* [EXCERPT TO READ]:
The standard format for importing marker, map, and trait data into QGene is as a .qdf file, which is structured as follows:
Starting with version 4.3, which allows eQTL analysis, the .qdf
format can also accommodate e-trait data and the markers used for an
eQTL experiment. In this case one line of the header must consist of
the word eQTL.
Explanation of .qdf format
The three content keywords in square brackets tell QGene the content of the material following them, up to the next keyword.
[Header] section
The Study name will be used to identify the data set in the Data manager, so use an informative (though not too long) name. The Mating string describes the genetic model to be used. At present QGene understands the following mating designs:
- r refers to a standard recombinant-inbred progeny, created by multiple-generation selfing but possibly retaining some heterozygosity.
- Any sequence of b, d, s, and i or their upper-case counterparts may
be provided as a mating string. These operations refer to backcrossing,
doubled-haploid creation, selfing, and random intercrossing, and the
string is assumed to start with operations applied to the F1 generation.
To specify a BC1F1 design, for example, write only
b. An F2 will be
s, an F3 ss,
and a series of three backcrosses followed by a selfing bbbs.
Did you backcross twice, self once, randomly intercross twice, and backcross again? No trouble: that's
bbsiib.
- QGene does not understand outcross designs at present.
The Parent1 and Parent2 entries provide QGene with labels for QTL effect plots, where analysts wish to determine the parental origin of a superior QTL allele -- and may be used in other plots such as for marker segregation, showing parental means on histograms, etc. If you don't provide names for the parents, QGene will default to A and B.
The eQTL entry in the header, if present, requires the entry for each marker to show a physical-map position (or a ? if this position is unknown). This is the only purpose of the eQTL line.
[Locus] section
- Here the map and marker genotype (technically, marker phenotype) data are given. First word on each line is the marker name, followed by the chromosome and cM position of the marker, followed by (if the eQTL header line is present) a physical-map position for the marker, and finally the marker data.
- If you don't know the true chromosome or genetic or physical map position, you must still enter some value for these entries.
- The marker data values need not be separated by whitespace, but will still be read properly if they are. QGene will verify that each marker is accompanied by the same number of genotype values, representing the individuals in the population. Please note that the marker data must not be interrupted by a newline (or return) character, even though on your monitor they may be wrapped in the above display.
[Trait] section
- The first word on each line is the trait name.
- For ordinary traits, the second word must be either N, O, or M -- indicating the trait to be nominal, ordinal, or metric.
- For e-traits, the second word must be EN, EO, or EM.
If QGene sees these words, it will expect three more "words" before the
start of the trait data: the chromosome name or number and the start and end positions
(in chromosome, not genome, coordinates) of the e-trait on the physical map. See the sample file
(yeast-combined.qdf).
- For both regular and eQTL files, the rest of the entries on a trait line are either numbers (for ordinal and metric traits) or alphanumeric strings (for nominal traits).
- Missing trait data should be represented by periods (.), but hyphens (-) and question marks (?) are
also accepted. Trait values should not be interrupted by newlines.
If you have a population of >250 or so, you won't be able to prepare the .qdf datafile directly
in pre-2007 versions of Microsoft Excel. If you can prepare it with the markers and traits in columns instead of rows, you can
use this Perl script to transpose your data.

* [EXTRACTED RECORDS]:

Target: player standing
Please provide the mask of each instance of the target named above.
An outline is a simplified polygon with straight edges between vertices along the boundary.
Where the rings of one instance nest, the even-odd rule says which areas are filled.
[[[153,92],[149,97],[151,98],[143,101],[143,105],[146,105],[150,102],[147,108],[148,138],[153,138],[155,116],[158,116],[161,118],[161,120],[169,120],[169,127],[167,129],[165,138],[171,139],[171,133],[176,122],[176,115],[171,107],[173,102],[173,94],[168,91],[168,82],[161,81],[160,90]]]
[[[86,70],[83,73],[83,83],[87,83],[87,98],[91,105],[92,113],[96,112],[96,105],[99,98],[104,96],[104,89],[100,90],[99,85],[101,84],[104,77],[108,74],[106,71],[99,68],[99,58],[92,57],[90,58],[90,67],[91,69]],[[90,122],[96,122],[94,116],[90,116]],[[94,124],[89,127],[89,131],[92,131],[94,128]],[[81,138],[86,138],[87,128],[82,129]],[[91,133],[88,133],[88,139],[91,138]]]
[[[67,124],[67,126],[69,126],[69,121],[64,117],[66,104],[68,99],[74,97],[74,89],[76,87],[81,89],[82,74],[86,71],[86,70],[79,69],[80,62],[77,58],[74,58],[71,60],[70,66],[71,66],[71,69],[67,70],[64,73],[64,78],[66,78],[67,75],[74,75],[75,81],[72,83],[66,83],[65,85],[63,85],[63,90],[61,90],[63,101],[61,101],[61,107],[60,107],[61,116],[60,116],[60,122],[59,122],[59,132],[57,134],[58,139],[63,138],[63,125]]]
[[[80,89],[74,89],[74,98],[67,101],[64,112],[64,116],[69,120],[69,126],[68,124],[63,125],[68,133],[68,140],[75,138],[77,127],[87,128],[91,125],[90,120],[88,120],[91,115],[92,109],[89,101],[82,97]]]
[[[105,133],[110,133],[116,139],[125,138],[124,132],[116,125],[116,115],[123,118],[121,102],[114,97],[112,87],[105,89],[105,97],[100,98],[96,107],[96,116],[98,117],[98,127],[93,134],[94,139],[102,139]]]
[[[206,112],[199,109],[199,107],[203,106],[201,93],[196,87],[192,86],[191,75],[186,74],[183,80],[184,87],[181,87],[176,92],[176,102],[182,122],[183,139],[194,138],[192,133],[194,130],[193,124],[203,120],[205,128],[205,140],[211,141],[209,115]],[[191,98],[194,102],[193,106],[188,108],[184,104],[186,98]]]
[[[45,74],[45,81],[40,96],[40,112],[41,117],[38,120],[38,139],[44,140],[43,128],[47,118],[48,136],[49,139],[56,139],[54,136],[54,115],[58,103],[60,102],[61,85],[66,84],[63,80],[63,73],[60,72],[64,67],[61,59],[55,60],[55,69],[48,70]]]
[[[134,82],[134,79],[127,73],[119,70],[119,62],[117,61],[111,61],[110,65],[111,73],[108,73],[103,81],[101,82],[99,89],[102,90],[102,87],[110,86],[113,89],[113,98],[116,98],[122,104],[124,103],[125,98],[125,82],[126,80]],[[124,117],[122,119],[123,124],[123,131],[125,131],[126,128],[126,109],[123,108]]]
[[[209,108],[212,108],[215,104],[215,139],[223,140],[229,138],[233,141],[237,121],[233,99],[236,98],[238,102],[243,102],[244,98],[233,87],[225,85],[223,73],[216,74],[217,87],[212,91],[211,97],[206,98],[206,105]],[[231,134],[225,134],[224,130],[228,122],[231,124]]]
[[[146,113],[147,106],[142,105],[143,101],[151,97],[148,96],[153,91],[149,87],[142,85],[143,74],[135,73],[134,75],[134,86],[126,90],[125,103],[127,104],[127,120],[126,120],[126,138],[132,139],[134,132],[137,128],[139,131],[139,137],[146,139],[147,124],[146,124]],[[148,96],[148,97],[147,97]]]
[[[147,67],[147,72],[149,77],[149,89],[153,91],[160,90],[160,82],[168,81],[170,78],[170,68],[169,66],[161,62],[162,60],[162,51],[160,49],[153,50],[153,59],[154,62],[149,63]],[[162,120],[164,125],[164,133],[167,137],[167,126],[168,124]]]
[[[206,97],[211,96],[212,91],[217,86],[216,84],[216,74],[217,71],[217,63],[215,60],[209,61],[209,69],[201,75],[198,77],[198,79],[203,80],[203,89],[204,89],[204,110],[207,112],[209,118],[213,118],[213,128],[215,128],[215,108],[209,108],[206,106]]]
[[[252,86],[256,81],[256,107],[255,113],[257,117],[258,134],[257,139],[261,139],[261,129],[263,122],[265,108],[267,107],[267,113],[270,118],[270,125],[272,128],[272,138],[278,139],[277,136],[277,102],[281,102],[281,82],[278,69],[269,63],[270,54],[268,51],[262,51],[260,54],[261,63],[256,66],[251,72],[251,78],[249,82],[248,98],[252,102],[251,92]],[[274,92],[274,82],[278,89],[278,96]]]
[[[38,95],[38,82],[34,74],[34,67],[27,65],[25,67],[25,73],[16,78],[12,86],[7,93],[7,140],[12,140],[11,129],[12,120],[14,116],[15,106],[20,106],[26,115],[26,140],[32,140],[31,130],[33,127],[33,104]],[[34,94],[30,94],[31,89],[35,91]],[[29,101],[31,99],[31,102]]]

* [BRIEF 1]: According to the .qdf format description, why might someone need the Perl script it mentions? Answer in one to three sentences.
* [BRIEF 2]: Reproduce the passage of the .qdf format description between "- For e-traits, the" and "interrupted by newlines.", inclusive.
The lines after the .qdf format description are separate material.

* [EXERCISE RESPONSE 1]: With a population of more than about 250, the .qdf datafile can't be prepared directly in versions of Microsoft Excel from before 2007. If the data can be prepared with the markers and traits in columns instead of rows, the Perl script can transpose it.

* [EXERCISE RESPONSE 2]:
- For e-traits, the second word must be EN, EO, or EM.
If QGene sees these words, it will expect three more "words" before the
start of the trait data: the chromosome name or number and the start and end positions
(in chromosome, not genome, coordinates) of the e-trait on the physical map. See the sample file
(yeast-combined.qdf).
- For both regular and eQTL files, the rest of the entries on a trait line are either numbers (for ordinal and metric traits) or alphanumeric strings (for nominal traits).
- Missing trait data should be represented by periods (.), but hyphens (-) and question marks (?) are
also accepted. Trait values should not be interrupted by newlines.